# First try, preparing to teach driving to my icelandic :) Pictures.



## Zab (Oct 4, 2008)

Hi!

Just a happy thread 

Some might have heard about Sólon, the icelandic rescue yearling I bought 

He's gotten into a decent shape and I figured I'll try to teach him to long rein and then to drive, since it's good practice before riding, a good way to build muscle on him and especially me and a nice alternative to regular walks 
I'm not exactly an expert..xD But I've tried driving and I figured I could try this out. I know somewhat what to do. 

I tried a girth on him yesterday, which he didn't mind, and after trying it today again, I adjusted a cavesson to him and put the stuff on.

I wonder if he was a carriage horse in his earlier life.. he knew exactly how to behave, turn, to walk before me, stop, start and that.. :O I expected more problem ith esecially the walking in front thing and so on.. but he did great  I'm really surprised, and he seemed to enjoy it. It'll be great fun to take him out on walks now and practice  Andgood excersice for me 

I'll get my trainer to show me some ''work in hand'' too, I think that can help us and be applied for the long reining too. And in a few years I'll have a horse to both drive and ride 



















I know the girth isn't perfect and everything, but I figure it would work for this  Perhaps I can attach some lower rings on it for the reins/what-they're-called. Maybe. I can't get it further back thanks to his belly, but it's all soft and doesn't hinder him. ^_^ I'll of course get a proper harness before we get close to start driving


----------



## frecklesgirl4ever (Sep 15, 2009)

He's such a cute boy and a good driver it seems like too


----------



## xilikeggs0 (Sep 14, 2008)

That's where the rings are supposed to be when you're driving.


----------



## Zab (Oct 4, 2008)

Thanks 

-------

I know, but when long reining, especially in the start and to help a fresh horse, it can be good to keep them lower. That's what I've learn in school at least, and it makes sense to me.


----------



## CheyAut (Nov 26, 2008)

^^^ Yup. He's such a handsome boy, glad he is taking to it so easily and happily!


----------



## AlmagroN (Jul 19, 2009)

Zab said:


> I know, but when long reining, especially in the start and to help a fresh horse, it can be good to keep them lower. That's what I've learn in school at least, and it makes sense to me.


yep. we start out with ours attached through the quick hitches on the sides, then go to the rings when we are ready to start driving. if you need to get further behind, ditch the driving lines. use lunge lines. this way you can be directly behind to drive but be a safe distance back.


----------



## Zab (Oct 4, 2008)

Requirements
Carry on the forum thread about preparing the Icelandic yearling for driving, starting after its final line.

Extracted records
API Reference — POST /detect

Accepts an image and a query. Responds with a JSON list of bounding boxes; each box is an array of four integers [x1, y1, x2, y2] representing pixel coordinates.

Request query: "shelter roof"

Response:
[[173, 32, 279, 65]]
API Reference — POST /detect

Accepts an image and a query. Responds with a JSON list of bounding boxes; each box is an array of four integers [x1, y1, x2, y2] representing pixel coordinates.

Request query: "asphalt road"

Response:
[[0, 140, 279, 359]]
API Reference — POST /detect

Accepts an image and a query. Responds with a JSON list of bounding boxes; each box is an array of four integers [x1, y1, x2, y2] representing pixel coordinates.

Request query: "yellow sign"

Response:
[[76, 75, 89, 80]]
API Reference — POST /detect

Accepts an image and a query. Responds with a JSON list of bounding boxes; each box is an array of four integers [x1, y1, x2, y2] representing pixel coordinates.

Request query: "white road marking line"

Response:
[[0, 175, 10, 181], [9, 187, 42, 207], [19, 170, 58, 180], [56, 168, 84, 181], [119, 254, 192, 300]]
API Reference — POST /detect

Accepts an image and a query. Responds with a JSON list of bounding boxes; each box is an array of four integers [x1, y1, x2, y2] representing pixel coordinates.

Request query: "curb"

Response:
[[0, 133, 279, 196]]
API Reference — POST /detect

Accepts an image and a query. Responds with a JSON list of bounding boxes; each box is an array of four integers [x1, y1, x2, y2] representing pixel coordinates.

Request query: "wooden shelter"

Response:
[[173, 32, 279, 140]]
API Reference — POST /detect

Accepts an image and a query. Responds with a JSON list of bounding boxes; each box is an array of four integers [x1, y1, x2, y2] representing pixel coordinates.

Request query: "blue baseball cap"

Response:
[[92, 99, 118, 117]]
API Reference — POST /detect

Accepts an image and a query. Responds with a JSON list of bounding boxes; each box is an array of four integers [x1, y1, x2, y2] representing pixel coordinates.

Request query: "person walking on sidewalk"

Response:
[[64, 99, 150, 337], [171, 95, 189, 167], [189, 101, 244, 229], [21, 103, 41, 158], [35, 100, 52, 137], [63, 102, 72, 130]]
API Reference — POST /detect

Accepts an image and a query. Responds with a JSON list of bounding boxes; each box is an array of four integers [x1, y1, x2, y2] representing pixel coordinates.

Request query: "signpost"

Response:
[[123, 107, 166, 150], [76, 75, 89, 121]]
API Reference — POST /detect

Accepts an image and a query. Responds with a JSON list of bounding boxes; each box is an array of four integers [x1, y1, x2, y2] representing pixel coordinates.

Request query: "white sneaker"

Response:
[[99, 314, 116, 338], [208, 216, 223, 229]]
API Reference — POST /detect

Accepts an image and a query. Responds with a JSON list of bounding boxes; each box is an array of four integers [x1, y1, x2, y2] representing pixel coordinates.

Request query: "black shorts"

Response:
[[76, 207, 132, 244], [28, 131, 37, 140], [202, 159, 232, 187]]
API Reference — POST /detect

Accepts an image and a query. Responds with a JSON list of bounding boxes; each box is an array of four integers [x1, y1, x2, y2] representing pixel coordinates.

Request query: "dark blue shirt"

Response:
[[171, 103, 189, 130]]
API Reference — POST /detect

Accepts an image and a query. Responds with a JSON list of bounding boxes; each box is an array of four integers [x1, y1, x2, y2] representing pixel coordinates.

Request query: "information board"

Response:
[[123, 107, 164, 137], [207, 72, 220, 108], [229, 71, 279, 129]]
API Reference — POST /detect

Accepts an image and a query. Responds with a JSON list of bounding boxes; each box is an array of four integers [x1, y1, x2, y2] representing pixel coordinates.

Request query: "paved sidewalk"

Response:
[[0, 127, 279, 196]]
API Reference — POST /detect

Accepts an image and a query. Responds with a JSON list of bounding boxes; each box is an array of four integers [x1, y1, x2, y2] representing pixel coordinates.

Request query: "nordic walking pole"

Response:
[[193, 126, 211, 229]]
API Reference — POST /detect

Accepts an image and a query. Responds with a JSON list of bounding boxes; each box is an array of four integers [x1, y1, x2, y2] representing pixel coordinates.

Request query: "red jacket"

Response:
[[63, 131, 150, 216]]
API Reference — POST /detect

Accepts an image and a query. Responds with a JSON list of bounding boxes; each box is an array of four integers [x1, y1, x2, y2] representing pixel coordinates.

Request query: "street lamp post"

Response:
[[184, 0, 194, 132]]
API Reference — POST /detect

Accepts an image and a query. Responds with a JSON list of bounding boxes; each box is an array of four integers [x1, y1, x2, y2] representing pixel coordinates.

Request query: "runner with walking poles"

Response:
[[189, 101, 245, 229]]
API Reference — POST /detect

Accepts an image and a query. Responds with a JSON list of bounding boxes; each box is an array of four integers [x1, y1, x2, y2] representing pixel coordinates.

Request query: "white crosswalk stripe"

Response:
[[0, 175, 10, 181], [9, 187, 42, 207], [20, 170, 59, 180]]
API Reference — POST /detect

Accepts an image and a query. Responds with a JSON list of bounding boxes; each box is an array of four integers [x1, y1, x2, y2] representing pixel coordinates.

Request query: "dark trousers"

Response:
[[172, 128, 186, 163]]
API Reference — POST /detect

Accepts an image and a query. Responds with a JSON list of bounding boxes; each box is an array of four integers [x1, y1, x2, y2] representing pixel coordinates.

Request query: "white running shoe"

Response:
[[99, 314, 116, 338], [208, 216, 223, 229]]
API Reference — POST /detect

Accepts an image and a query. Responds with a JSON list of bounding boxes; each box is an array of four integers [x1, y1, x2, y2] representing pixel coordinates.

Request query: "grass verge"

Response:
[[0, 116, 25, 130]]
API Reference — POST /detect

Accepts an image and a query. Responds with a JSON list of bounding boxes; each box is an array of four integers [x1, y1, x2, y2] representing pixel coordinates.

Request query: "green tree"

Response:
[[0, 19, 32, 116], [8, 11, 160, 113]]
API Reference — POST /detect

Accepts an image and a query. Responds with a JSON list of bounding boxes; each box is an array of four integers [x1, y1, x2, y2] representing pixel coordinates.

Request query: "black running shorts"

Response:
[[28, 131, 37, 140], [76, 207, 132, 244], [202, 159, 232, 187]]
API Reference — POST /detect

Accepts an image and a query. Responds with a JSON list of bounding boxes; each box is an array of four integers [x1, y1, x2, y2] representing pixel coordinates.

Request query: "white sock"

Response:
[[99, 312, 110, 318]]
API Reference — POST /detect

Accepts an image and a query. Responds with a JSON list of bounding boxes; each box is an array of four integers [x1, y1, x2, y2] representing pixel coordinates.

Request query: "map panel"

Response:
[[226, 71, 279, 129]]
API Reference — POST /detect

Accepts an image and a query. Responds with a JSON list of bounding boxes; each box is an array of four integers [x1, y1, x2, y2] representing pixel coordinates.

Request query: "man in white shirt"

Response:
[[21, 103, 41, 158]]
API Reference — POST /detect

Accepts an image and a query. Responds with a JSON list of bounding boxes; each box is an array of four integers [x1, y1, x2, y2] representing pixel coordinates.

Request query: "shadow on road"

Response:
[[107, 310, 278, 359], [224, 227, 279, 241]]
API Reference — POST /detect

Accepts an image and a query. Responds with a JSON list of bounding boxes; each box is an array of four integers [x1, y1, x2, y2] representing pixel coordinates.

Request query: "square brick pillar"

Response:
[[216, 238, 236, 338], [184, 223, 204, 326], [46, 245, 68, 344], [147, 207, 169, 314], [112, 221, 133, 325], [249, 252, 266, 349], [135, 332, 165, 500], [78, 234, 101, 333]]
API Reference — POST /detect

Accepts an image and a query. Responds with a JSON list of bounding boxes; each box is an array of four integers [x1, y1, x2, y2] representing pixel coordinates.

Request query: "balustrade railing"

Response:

Output for this task
Thanks for the tips  I'm not worried about him kicking tho, and if I walk behind I walk so close that any kicks won't be severe. I'm not longreining purely for riding tho, but it's also ''work in hand'' as my trainer have taught me, like dressage while you walk behind him, and that's why I use my body language and position a little as well (that and to manage the camera  )

Before I start to really work towards driving, I'll have him know and listen to any aids when walking behind him. I'll probably take him to a driving class too to get us some experience and as a check


----------



## AlmagroN (Jul 19, 2009)

whats this "work in hand"? you have to understand, im a moron and i only race horses lol, so i dont know a darn thing about riding!


----------



## Zab (Oct 4, 2008)

****** No worries.. a lot of people don't.. hmm.. lemme post a picture..
ok, here's a site with some pictures  cater, levade and attempt to piaffe from the ground.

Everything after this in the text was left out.